Improving Dataset Query Time and Maintaining Flexibility with Amazon Athena and Amazon Redshift

By Matt Yellen, Principal Engineer at CloudZero

Analyzing large datasets can be challenging, especially if you aren’t thinking about certain characteristics of the data and what you’re ultimately looking to achieve.

There are a number of factors organizations need to consider in order to build systems that are flexible, affordable, and fast, while at the same time meeting the needs of their end users.

For example, you need to understand where your data is coming from, how often it changes, and how the data will be queried. In some cases, a fixed one-time analysis will be sufficient, while in other cases you’ll need to explore the data with dynamic ad-hoc queries.

Amazon Web Services (AWS) offers various data tools that serve different use cases and meet different needs for companies. Amazon Athena is a serverless, interactive query service that makes it easy to analyze data using standard SQL. Amazon Redshift is a cloud data warehouse that enables users to gain new insights from their data.

At CloudZero, an AWS Partner Network (APN) Advanced Technology Partner, I have used Amazon Athena, Amazon Redshift, and Amazon Redshift Spectrum to analyze our customers’ billing data.

Through this process, I have learned about the different capabilities of these AWS data services and which use cases they are best applied to.

In this post, I will walk you through how we used these AWS services to analyze customer billing data and provide value to end users.

Step 1: Getting the Data into Amazon S3

CloudZero is a platform that ingests billing data from AWS, as well as information about engineering activity and resources, in order to provide customers with insights about their costs and what caused them.

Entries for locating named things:
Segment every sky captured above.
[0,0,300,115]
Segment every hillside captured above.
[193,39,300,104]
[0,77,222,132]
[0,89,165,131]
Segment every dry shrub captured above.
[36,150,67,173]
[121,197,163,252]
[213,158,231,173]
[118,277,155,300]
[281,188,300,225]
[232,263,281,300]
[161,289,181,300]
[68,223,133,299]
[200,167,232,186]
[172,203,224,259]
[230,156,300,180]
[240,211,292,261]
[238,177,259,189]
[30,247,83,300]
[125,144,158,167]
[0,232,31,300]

==

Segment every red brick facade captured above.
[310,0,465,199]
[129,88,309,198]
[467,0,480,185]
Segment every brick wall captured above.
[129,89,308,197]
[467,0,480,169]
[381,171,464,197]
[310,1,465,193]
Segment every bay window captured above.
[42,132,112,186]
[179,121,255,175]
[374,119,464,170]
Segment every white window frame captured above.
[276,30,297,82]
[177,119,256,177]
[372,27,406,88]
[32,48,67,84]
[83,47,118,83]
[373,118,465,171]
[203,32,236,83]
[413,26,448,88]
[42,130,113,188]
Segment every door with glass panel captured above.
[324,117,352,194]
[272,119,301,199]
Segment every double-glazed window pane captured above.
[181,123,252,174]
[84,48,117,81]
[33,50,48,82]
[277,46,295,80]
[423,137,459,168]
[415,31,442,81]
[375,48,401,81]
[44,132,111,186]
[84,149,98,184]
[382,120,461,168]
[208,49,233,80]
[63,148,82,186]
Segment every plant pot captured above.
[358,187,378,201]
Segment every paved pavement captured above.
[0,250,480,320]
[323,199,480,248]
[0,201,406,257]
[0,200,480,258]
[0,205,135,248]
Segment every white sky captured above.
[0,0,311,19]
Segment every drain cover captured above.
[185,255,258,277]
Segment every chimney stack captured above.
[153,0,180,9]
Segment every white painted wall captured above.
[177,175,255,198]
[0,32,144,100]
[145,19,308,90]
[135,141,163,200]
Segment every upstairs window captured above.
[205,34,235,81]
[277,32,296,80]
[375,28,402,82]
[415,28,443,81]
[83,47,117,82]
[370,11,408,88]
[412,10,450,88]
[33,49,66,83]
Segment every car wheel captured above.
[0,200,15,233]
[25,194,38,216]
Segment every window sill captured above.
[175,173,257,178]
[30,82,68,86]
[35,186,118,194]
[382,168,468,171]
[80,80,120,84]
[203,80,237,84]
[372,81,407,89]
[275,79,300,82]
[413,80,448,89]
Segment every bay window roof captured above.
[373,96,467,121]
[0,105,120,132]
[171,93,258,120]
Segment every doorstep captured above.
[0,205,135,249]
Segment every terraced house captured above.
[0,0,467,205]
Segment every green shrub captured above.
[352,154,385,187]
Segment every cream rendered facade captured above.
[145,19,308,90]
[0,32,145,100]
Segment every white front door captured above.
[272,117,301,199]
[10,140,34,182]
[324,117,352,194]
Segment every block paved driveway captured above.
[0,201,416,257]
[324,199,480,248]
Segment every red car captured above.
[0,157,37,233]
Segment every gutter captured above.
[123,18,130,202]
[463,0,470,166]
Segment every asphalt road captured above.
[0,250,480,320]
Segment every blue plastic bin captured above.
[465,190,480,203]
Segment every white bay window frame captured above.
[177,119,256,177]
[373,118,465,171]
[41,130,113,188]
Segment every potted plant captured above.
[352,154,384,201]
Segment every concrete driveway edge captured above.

- PROBLEMS AND TASKS:
1. Please turn the paragraph beginning "Amazon Web Services (AWS) offers various data tools" in the article on Athena and Redshift into a short list that keeps its main facts.
2. Write the next part of the article on Athena and Redshift, picking up after its last sentence.
These lines have no connection to the article on Athena and Redshift.

- ANSWERS TO EACH TASK:
1.
- AWS offers various data tools that serve different use cases and company needs.
- Amazon Athena is a serverless, interactive query service for analyzing data with standard SQL.
- Amazon Redshift is a cloud data warehouse that helps users gain new insights from their data.

2.
This requires us to build systems that work for customers’ unique environments, costs, and key performance indicators (KPI). The solution needed to offer flexible ways to group, filter, and partition the data. It also needed to be fast.

Before you can start analyzing the data, you need to get access to it. In our case, the data we needed was from the AWS Cost and Usage Report. For a customer’s monthly bill, we needed the complete set of things for which they were charged.

This includes resources like AWS Lambda, Amazon Elastic Compute Cloud (Amazon EC2) instances, or Amazon Simple Storage Service (Amazon S3) buckets; operations like data transfer or storage costs; and API usage like querying Amazon CloudWatch metrics.

For each charge, we also required a number of attributes so our customers would be able to group and filter this data in ways meaningful to their business. This included, for example, the account the charge applied to, AWS services used, resource ID (if applicable), operational metrics such as product family or usage type, and any tags (both AWS tags and customer user tags) applied to these resources.

We also wanted to access any other attributes associated with the changes for research purposes. For any particular change, there may be dozens, if not hundreds, of different attributes that may be valuable.

We directed the AWS Cost and Usage Report to be sent to an Amazon S3 bucket. The reports are delivered to S3 up to three times a day throughout the billing period, with each report replacing the last until they are finalized at the end of the month.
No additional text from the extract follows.